Block, Light, Rehearse, Tweak, Shoot: The Process of Film Making

Block, Light, Rehearse, Tweak, Shoot. Have you heard this before?

One thing I’ve noticed in my time in the film industry is that on many smaller, lower budget film sets the basic way things should run gets completely thrown out the window!

I admit that on some sets blocking is not always completely necessary, but not only is it really helpful to your crew, but don’t you think it would just make sense to get into the habits of the pros?

Block, Light, Rehearse, Tweak, Shoot:

Private Blocking

Sometimes a Director will need to Block the scene with the actors in private before being ready to share the scene with the crew. When a private blocking is happening crew should stay away from the area and try to do some quite work. Grips and Electrics can take this time to build staging area, prep lights or lay cable.

Crew Blocking

Crew blocking is when the scene is acted out for the key crew members. Department heads watch and have an opportunity to ask questions and/or resolve potential issues. Departments like grip and lighting can get a better understanding of necessary tasks based on what is happening and It just aids communication between the Cinematographer and his Grip and Lighting team. When finished actors can go to makeup or do whatever they need while the rest of the crew moves on. Art department can finish any necessary work as well.

▶ **WRITTEN PROBLEM**
Pick up the article on the film-making process above after its final sentence and keep writing it.

▶ **SOURCE EXCERPT**
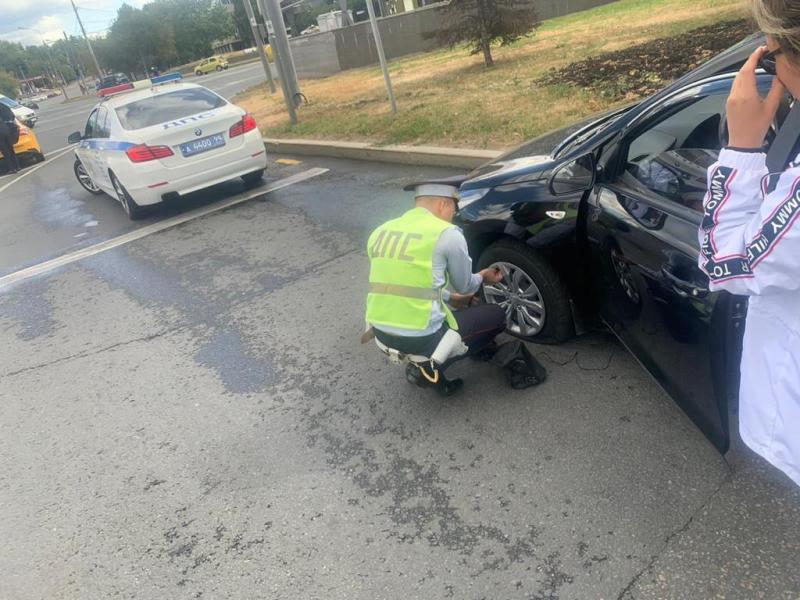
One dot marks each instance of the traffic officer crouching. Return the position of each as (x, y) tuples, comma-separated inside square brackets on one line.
[(413, 260)]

▶ **RESPONSE**
After the blocking the Cinematographer gets a chance to discuss the lighting plan with his gaffer and key grip, they go to work as camera team sets up the shot and the rest of the crew does whatever they need to prepare for the shot. The assistant director department times everything out so actors can be ready at the same time as the rest of the crew.


When everyone is ready rehearsals should begin. Now with digital film making on many sets they just roll on the rehearsal. This is fine, but generally you rehearse before you roll on it so you can work out any kinks or make final tweaks before you commit to a take.


If necessary the cinematographer or director can make tweaks to the scene based on issues that came up during rehearsals. This can involve adding lights, changing camera positions or height, changing the set, props, wardrobe, makeup or even changing up the blocking. Really its just a fail safe to make sure you are getting every detail right.


Shoot. Shoot. Shoot. Move on. Start over. Block, Light, Rehearse, Tweak, Shoot!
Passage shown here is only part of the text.